▶ **Ejercicio planteado 1**
Según el relato sobre Cronos y Zeus, ¿dónde ocultó la Madre Tierra al niño Zeus?

━━━ Fragmento facilitado ━━━

Cronos enfadó de nuevo a la Madre Tierra al enviar otra vez al Tártaro a los Cíclopes, y ella profetizó que Cronos sería derrocado por uno de sus hijos. Para proteger su trono, Cronos se dedicó a devorar a los numerosos vástagos que Rea le daba. Entre otros, fagocitó a Deméter, Hera, Hades y Poseidón.
Rea, desesperada ante los banquetes de su marido, tuvo un tercer hijo varón, al que llamó Zeus, que nació en Arcadia, y antes de que su padre se lo zampara lo entregó a la Madre Tierra, quien lo ocultó en una cueva del monte Ida, en la lejana Creta, donde lo criaron tres ninfas. Para burlar a Cronos, Rea escondió entre pañales una piedra del tamaño de un recién nacido y Cronos se lo tragó sin más contemplaciones, creyendo devorar al niño Zeus. Está claro que aquel dios era cualquier cosa menos un buen
gourmet
.
Cuando Zeus creció, regresó a Arcadia y pidió a Rea que lo nombrara copero de Cronos. Así lo hizo su madre, que incluso preparó una pócima mágica para mezclarla con el vino favorito de Cronos. El dios tomó el brebaje y enfermó vomitando cuanto llevaba en el estómago: primero la piedra y luego a los hermanos mayores de Zeus. Y todos los descendientes de Cronos se aliaron para combatir contra su padre, a quien sostenía el ejército de los Titanes. Zeus liberó a los Cíclopes del Tártaro y los unió a sus tropas, y estos gigantes le entregaron el poder del rayo.
Tras diez años de guerra, un día, los tres hermanos que dirigían el ejército rebelde, Hades, Poseidón y Zeus, entraron en el palacio del supremo de los dioses. Mientras Hades le desarmaba y Poseidón le distraía, Zeus le clavó el rayo y lo mató.
Lograda la victoria, hubo un sorteo entre los tres hermanos, para decidir cuál sería el primero de los dioses. La suerte favoreció a Zeus, que quedó como soberano de los cielos; a Poseidón le correspondió el reino de los mares, y en manos de Hades quedaron la oscuridad y los infiernos.

━━━ Material extraído ━━━

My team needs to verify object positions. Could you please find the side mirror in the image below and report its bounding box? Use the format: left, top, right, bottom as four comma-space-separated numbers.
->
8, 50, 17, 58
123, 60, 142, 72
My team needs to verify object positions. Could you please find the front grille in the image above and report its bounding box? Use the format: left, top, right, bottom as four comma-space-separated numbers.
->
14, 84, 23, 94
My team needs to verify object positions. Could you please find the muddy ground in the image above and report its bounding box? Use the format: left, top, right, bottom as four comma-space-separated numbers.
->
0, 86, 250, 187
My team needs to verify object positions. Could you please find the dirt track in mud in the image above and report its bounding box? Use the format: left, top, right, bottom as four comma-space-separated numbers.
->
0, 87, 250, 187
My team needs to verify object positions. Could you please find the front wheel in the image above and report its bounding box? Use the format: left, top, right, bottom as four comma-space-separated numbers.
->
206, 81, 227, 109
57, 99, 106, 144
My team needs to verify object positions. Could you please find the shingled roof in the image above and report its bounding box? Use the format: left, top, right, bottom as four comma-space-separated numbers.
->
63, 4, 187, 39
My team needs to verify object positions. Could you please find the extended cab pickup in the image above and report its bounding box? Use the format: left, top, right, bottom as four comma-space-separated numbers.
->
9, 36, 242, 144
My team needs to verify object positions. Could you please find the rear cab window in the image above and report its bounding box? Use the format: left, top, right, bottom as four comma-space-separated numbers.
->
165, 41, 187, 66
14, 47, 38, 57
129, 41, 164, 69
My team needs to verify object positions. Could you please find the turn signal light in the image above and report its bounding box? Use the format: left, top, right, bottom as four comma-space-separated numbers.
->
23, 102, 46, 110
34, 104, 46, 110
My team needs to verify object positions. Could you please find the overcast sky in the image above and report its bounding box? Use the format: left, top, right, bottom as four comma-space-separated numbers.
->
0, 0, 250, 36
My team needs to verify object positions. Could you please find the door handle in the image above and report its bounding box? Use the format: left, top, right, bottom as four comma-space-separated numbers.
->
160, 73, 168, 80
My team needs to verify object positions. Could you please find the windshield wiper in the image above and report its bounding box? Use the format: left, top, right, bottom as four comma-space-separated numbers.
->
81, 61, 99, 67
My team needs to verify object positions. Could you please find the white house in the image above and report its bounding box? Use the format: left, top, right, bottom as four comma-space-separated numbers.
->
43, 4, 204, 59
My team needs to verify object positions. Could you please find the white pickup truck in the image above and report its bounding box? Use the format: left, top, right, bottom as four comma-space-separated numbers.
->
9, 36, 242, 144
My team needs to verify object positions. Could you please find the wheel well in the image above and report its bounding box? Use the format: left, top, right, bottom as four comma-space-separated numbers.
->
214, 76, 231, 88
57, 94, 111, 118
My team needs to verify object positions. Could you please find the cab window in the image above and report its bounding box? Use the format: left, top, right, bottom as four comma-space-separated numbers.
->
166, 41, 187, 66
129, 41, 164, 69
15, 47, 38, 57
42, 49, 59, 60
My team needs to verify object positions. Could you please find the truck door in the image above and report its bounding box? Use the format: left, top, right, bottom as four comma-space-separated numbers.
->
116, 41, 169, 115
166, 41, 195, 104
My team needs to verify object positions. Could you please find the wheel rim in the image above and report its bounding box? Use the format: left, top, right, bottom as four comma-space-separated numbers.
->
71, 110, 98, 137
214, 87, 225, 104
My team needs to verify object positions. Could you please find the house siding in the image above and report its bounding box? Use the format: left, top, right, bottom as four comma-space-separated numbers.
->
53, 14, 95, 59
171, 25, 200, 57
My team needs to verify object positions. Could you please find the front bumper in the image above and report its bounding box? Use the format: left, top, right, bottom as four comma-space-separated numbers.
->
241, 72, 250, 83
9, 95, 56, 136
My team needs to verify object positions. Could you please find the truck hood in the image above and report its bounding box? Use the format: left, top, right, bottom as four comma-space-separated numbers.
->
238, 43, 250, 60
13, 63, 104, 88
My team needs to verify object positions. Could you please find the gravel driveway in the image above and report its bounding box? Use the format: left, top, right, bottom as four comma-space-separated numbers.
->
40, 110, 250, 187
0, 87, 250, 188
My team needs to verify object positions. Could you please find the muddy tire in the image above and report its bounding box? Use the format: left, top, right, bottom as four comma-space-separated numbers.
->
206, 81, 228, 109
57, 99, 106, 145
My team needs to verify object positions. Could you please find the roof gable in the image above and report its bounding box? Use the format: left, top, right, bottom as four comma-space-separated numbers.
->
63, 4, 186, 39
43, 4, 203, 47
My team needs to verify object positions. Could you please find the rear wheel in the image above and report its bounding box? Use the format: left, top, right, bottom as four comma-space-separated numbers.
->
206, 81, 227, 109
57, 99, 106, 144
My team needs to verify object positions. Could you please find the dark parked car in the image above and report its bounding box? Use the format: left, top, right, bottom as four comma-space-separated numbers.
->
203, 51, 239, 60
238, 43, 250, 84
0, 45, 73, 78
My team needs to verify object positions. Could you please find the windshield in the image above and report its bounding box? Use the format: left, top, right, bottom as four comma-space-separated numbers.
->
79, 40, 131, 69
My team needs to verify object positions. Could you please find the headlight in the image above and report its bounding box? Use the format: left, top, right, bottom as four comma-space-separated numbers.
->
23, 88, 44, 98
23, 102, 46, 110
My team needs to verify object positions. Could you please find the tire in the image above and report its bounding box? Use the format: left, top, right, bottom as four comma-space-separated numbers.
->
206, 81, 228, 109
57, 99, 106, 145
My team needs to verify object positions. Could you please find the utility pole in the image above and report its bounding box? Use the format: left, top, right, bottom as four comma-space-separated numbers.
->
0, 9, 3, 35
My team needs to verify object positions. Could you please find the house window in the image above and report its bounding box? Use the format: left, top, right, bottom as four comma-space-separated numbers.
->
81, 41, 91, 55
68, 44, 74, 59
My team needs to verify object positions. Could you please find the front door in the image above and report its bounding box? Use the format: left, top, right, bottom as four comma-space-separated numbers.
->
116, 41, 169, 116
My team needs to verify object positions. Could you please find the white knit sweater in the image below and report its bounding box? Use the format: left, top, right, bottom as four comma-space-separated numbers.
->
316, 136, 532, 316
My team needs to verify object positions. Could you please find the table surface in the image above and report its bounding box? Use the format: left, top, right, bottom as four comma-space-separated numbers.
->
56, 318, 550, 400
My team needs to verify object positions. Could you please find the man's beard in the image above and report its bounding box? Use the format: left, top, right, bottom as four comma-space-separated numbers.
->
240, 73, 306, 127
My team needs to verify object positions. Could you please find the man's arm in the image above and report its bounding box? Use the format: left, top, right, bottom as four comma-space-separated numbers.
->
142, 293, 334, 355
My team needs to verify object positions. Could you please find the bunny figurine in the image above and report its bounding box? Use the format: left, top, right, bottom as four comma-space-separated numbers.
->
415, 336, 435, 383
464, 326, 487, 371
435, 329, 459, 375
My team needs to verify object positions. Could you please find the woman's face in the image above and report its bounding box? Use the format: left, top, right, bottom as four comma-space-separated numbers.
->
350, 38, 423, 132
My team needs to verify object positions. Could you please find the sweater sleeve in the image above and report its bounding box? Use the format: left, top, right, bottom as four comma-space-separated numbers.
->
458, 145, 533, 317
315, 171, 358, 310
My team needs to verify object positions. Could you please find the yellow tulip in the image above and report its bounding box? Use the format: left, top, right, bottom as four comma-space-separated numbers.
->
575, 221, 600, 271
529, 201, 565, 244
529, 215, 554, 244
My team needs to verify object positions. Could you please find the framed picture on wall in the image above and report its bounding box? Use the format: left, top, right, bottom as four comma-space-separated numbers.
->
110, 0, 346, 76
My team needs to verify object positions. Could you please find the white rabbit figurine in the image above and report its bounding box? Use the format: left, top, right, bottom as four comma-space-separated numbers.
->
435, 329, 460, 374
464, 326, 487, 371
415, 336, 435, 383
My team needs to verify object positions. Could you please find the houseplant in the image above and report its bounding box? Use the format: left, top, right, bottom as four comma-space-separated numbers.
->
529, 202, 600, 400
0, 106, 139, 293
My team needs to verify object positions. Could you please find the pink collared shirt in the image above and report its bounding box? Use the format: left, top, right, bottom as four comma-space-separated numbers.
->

━━━

▶ **Ejercicio planteado 2**
Cita literalmente, por favor, estas líneas de las entradas: empieza en la que contiene "the wheel rim" y detente después de la que contiene "214, 87, 225, 104".

▶ **Resultado 1**
En una cueva del monte Ida, en Creta.

▶ **Resultado 2**
My team needs to verify object positions. Could you please find the wheel rim in the image above and report its bounding box? Use the format: left, top, right, bottom as four comma-space-separated numbers.
->
71, 110, 98, 137
214, 87, 225, 104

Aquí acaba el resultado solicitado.